— Supplied material —
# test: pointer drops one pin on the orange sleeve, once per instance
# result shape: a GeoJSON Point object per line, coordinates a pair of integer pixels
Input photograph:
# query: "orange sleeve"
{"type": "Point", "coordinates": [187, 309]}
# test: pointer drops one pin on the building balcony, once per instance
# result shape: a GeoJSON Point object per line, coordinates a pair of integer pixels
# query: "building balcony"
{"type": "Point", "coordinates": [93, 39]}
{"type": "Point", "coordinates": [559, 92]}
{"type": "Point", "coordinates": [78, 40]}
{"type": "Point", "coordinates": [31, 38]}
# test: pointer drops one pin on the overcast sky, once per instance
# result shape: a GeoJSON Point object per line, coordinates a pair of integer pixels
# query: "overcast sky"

— Problem statement —
Each line containing "overcast" belongs in the answer; pick these out of the material and copy them.

— Written solution —
# test: pointer drops one pin on the overcast sky, once per instance
# query: "overcast sky"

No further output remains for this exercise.